(Beginning of The data)

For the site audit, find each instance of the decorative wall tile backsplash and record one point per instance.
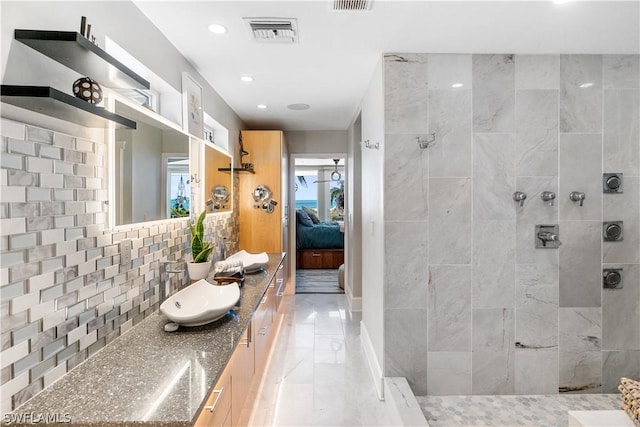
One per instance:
(506, 123)
(65, 293)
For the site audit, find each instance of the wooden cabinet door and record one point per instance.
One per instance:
(218, 404)
(242, 371)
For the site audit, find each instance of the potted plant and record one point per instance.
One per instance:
(200, 250)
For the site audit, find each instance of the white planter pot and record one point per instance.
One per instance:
(198, 270)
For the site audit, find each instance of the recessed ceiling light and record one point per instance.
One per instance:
(298, 107)
(217, 29)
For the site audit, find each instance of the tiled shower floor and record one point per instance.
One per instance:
(508, 411)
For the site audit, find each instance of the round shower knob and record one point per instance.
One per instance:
(613, 182)
(612, 279)
(613, 231)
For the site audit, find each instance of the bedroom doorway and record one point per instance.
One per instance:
(319, 185)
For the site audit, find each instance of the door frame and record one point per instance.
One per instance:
(292, 210)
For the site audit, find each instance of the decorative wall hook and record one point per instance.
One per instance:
(425, 143)
(367, 144)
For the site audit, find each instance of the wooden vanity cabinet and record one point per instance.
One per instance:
(244, 370)
(217, 410)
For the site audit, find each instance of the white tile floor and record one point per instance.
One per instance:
(318, 375)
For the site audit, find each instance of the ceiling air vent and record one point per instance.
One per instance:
(273, 30)
(351, 4)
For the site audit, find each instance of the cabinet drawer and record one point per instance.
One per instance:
(218, 406)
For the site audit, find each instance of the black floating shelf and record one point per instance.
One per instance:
(78, 53)
(52, 102)
(236, 170)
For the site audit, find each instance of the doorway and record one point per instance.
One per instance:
(319, 231)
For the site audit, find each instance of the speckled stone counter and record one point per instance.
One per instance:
(149, 376)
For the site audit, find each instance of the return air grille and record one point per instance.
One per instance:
(273, 30)
(351, 4)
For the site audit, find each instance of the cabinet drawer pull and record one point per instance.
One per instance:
(215, 403)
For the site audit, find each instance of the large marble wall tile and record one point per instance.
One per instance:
(616, 364)
(581, 170)
(580, 261)
(404, 327)
(580, 93)
(536, 371)
(580, 345)
(448, 69)
(537, 72)
(449, 308)
(493, 176)
(406, 266)
(449, 220)
(624, 207)
(450, 120)
(405, 93)
(535, 211)
(621, 311)
(536, 132)
(621, 139)
(493, 351)
(621, 71)
(449, 373)
(537, 306)
(406, 179)
(493, 93)
(493, 259)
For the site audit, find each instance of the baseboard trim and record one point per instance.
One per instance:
(374, 365)
(355, 303)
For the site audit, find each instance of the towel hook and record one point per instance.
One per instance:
(425, 143)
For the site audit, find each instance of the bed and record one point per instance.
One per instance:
(319, 244)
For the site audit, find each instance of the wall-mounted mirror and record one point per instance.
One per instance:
(150, 168)
(218, 183)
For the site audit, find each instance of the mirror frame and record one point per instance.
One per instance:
(110, 105)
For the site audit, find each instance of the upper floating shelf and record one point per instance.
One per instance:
(78, 53)
(236, 170)
(52, 102)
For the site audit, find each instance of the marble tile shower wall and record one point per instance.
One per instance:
(471, 307)
(64, 292)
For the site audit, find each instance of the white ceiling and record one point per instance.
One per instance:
(332, 64)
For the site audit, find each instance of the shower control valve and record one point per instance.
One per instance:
(577, 196)
(519, 196)
(548, 196)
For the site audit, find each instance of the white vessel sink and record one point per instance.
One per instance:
(200, 303)
(251, 262)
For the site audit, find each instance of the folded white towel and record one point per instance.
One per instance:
(230, 265)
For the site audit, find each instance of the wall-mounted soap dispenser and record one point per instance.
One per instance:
(547, 236)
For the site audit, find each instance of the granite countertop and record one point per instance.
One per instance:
(151, 377)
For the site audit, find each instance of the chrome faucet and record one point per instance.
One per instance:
(547, 236)
(577, 196)
(165, 270)
(519, 196)
(548, 196)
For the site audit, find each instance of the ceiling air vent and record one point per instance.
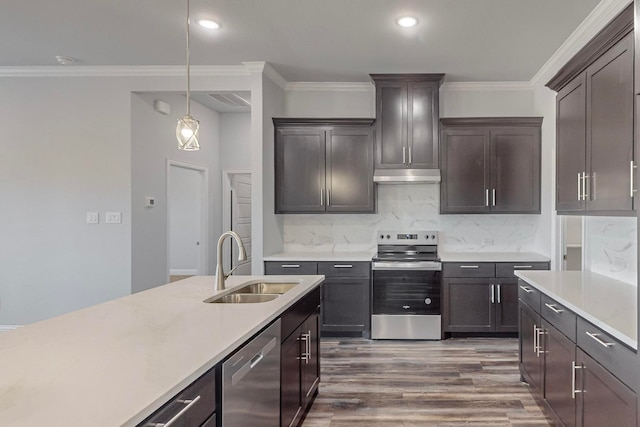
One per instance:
(231, 98)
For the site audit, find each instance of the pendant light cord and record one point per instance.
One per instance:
(188, 66)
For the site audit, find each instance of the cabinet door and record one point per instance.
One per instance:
(604, 400)
(349, 173)
(559, 356)
(345, 305)
(391, 124)
(465, 171)
(311, 365)
(506, 302)
(515, 170)
(290, 377)
(300, 170)
(467, 305)
(610, 128)
(422, 124)
(571, 122)
(531, 366)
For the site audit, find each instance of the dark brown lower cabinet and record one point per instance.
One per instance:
(531, 365)
(480, 305)
(559, 359)
(602, 399)
(345, 306)
(300, 359)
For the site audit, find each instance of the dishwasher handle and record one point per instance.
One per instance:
(243, 370)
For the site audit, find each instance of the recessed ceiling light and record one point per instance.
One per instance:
(64, 60)
(406, 21)
(208, 24)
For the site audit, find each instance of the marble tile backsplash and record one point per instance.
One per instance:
(413, 206)
(611, 247)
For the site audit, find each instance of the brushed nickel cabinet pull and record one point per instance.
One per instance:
(599, 341)
(553, 308)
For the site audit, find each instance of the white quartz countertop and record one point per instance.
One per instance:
(115, 363)
(492, 257)
(609, 304)
(320, 256)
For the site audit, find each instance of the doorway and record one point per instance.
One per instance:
(186, 213)
(236, 216)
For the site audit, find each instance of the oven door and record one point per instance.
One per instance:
(406, 292)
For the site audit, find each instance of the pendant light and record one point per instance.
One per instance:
(187, 129)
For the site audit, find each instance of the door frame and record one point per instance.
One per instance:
(226, 205)
(203, 252)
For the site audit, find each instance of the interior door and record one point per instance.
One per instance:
(185, 220)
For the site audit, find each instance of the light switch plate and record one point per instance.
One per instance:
(113, 217)
(93, 218)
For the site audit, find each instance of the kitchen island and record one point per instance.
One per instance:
(113, 364)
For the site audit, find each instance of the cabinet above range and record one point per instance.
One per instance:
(324, 166)
(407, 113)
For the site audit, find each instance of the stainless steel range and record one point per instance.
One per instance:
(407, 283)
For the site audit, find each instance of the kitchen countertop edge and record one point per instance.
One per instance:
(573, 290)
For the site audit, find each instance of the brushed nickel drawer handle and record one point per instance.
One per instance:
(175, 418)
(599, 341)
(553, 308)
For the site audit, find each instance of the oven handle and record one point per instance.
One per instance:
(414, 266)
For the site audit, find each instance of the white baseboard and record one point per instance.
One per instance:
(178, 272)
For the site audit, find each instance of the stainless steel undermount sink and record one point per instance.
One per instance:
(237, 298)
(254, 292)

(End of The data)

Exercise goal = Within the material above, find every line containing the word "decorative" and copy it.

Finished task =
For the site audit, find each instance of the decorative wall tile backsplash and record one point per instance.
For the site audit, find each instance of the decorative wall hook and record one point per instance.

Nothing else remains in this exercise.